TAREFA
Extraia do excerto sobre James Kraska, palavra por palavra, tudo o que vai desde "James Kraska escreveu" até "entrevista ao Observador.".

Sobretudo por esta segunda razão, isto é, o grau de transparência e colaboração com a Organização Mundial de Saúde (OMS) e com o resto do mundo, James Kraska, um académico ligado à norte-americana US Naval War College e professor convidado na Universidade de Harvard, com vasta experiência no estudo do regime chinês, defendeu em finais de março que a China é “legalmente responsável pelos danos da Covid-19 e as indemnizações podem ascender a biliões [de dólares]”.

James Kraska escreveu sobre este tema num influente portal de notícias sobre segurança nacional norte-americana, o War on the Rocks. O regime chinês manteve, oficialmente, que só ocorreram 3.221 mortes em toda a província de Hubei, onde fica Wuhan (cidade que tem 11 milhões de habitantes), tantas mortes quanto as que já houve no Luxemburgo (onde vivem 600 mil pessoas). Esta semana, reviu esse número em alta: foram mais 50%, afinal. Mas isso não é o pior: o mais grave foi o que aconteceu entre os últimos meses de 2019 e janeiro de 2020, argumenta James Kraska, em entrevista ao Observador.

James Kraska é professor da US Naval War College, em Rhode Island (EUA), e professor convidado na Universidade de Harvard

 

“A China tinha uma obrigação legal de informar a Organização Mundial de Saúde e fornecer informação detalhada e transparente”, afirma o académico, sublinhando, tal como a Henry Jackson Society, que as suas críticas se dirigem não a um país ou um povo (a China, o povo chinês) mas, sim, a um regime (o regime comunista liderado por Xi Jinping). A questão é se existem bases para argumentar que a China podia ter, em vários momentos, reagido de outra forma. E se será fácil prová-las.

“O que se passou não foi apenas um país a fazer o melhor que podia e, nesse esforço, cometer alguns erros… Vários países estão a sofrer muito com esta pandemia e por todo o mundo há líderes bem intencionados que, com maior ou menor sucesso, estão a fazer o melhor que podem e sabem para conter o problema”, afirma Kraska, ao Observador. Mas não foi isso que se passou na China, afirma Kraska. “O regime chinês não só tentou encobrir internamente o que estava a acontecer como também não foi transparente com a OMS”, diz, destacando, também, como “Xi Jinping andou ao longo de janeiro em contactos com os governos de todo o mundo para lhes implorar que não proibissem as viagens vindas da China”, o que terá sido decisivo para a propagação mundial do vírus.

DADOS PARA ANÁLISE
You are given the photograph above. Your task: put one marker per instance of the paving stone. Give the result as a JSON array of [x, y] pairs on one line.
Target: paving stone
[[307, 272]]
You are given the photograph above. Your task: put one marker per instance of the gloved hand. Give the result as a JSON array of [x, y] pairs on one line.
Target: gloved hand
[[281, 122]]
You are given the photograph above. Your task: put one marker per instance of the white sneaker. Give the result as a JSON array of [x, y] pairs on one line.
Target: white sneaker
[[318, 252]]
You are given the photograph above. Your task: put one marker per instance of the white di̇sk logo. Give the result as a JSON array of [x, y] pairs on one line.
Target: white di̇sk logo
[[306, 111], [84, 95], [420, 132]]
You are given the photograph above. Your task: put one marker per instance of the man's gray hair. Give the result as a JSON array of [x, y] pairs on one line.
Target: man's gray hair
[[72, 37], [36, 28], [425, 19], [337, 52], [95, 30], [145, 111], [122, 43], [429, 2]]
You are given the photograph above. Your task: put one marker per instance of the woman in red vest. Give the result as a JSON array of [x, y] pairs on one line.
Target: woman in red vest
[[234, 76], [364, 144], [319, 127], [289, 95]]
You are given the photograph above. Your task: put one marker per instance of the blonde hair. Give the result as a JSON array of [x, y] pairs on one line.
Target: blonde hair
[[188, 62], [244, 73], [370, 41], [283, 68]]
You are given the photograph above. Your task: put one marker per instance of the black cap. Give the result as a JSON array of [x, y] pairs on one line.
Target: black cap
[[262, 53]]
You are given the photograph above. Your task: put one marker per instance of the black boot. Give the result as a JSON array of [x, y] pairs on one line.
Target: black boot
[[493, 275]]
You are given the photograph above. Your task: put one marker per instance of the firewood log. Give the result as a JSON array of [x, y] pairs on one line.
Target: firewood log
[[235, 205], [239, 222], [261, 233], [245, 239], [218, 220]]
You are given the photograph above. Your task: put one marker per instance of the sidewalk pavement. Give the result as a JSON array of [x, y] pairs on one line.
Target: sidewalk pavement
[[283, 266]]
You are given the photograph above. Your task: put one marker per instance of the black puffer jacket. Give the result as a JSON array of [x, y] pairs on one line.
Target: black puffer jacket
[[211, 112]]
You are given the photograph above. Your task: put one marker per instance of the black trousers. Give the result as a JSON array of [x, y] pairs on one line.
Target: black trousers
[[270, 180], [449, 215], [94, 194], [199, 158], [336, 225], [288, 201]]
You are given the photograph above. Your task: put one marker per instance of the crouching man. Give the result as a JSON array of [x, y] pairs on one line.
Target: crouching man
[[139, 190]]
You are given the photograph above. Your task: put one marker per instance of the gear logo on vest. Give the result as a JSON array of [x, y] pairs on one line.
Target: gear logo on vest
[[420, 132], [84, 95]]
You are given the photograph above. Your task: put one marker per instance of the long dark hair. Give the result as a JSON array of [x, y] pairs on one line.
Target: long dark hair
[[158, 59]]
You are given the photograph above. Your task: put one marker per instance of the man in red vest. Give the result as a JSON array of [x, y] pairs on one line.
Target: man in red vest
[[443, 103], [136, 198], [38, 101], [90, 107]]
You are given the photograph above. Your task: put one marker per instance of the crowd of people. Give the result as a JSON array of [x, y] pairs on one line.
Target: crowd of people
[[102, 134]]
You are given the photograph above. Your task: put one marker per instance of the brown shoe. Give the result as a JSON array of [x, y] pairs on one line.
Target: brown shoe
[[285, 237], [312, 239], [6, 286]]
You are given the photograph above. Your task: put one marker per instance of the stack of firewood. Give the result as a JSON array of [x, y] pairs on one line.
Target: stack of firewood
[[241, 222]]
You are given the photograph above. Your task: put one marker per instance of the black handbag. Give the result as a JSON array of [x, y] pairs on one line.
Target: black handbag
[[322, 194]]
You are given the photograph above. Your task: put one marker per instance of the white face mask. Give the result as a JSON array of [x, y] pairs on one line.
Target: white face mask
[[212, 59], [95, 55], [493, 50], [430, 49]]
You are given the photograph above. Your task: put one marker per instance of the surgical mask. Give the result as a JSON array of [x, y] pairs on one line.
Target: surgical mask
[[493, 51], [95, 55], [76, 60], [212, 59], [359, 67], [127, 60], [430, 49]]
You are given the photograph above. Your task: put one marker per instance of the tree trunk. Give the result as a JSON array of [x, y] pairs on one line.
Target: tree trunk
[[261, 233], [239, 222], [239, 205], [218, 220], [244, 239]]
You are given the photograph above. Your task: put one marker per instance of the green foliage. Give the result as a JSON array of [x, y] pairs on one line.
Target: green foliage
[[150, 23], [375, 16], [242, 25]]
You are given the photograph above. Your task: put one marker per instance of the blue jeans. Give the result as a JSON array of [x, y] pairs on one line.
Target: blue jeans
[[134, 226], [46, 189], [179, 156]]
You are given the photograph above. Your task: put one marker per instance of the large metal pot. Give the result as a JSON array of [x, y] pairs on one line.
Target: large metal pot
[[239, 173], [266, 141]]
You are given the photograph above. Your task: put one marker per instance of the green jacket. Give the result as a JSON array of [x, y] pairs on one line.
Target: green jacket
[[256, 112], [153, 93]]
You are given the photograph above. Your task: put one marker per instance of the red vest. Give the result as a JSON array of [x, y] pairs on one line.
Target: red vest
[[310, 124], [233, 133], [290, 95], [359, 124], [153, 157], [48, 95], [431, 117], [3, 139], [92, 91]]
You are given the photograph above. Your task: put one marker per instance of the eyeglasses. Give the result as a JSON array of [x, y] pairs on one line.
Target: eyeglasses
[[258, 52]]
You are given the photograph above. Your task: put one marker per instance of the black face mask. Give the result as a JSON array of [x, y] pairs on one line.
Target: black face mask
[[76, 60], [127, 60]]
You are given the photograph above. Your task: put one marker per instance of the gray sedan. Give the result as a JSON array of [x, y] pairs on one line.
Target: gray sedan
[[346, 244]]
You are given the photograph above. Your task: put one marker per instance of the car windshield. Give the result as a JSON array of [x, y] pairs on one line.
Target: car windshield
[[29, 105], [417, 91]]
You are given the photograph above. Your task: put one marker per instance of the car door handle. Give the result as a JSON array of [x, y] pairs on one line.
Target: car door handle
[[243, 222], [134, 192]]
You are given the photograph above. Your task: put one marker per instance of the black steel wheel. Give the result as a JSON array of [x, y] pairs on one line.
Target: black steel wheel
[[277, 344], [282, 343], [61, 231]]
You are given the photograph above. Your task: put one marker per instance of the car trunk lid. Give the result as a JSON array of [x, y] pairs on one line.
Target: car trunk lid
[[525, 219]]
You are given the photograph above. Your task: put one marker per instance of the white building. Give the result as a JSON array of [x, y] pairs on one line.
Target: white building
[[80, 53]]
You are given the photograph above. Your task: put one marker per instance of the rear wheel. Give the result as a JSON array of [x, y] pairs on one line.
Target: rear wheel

RESULTADO
James Kraska escreveu sobre este tema num influente portal de notícias sobre segurança nacional norte-americana, o War on the Rocks. O regime chinês manteve, oficialmente, que só ocorreram 3.221 mortes em toda a província de Hubei, onde fica Wuhan (cidade que tem 11 milhões de habitantes), tantas mortes quanto as que já houve no Luxemburgo (onde vivem 600 mil pessoas). Esta semana, reviu esse número em alta: foram mais 50%, afinal. Mas isso não é o pior: o mais grave foi o que aconteceu entre os últimos meses de 2019 e janeiro de 2020, argumenta James Kraska, em entrevista ao Observador.